• DIRECTIONS FOR THIS TASK: Gather each line of the records where "tree" appears.

• MATERIAL FOR THIS EXERCISE:
[Start of section]

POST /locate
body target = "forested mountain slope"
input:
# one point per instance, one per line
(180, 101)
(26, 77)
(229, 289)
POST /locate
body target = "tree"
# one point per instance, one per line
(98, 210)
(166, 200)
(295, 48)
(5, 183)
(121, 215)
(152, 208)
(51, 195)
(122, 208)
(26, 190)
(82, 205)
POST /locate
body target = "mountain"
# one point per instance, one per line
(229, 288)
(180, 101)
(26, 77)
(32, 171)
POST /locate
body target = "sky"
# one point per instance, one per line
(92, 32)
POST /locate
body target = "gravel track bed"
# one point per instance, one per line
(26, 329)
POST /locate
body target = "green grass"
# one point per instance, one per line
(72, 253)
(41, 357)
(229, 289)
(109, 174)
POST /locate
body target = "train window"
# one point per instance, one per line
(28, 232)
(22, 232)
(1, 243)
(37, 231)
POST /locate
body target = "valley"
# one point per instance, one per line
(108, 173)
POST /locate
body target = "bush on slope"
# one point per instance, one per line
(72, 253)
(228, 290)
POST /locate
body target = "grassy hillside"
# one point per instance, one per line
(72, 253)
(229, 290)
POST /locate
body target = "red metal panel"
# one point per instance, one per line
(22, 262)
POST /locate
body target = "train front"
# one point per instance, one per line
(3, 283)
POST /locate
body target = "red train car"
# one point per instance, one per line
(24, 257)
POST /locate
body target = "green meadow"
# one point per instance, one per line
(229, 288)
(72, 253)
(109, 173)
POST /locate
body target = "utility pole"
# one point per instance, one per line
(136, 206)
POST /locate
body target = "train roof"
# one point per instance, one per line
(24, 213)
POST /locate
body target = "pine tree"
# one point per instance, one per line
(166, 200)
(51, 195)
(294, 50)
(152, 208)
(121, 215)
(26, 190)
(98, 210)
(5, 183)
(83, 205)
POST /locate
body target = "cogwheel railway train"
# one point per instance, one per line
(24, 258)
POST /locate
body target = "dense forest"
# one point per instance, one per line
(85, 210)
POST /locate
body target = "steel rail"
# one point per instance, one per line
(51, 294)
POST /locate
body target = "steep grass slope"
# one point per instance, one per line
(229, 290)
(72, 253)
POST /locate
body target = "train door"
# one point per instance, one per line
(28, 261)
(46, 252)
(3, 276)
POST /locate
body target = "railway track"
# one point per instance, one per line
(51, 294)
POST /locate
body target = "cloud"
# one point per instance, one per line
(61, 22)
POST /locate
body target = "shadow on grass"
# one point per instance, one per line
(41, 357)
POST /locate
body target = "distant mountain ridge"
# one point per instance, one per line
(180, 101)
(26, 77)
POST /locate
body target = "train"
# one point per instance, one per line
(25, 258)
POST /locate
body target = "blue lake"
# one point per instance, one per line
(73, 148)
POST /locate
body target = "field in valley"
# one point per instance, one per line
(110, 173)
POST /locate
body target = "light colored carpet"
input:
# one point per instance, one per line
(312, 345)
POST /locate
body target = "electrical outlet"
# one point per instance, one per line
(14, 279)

[End of section]

• RESPONSE:
body target = "tree"
body target = "pine tree"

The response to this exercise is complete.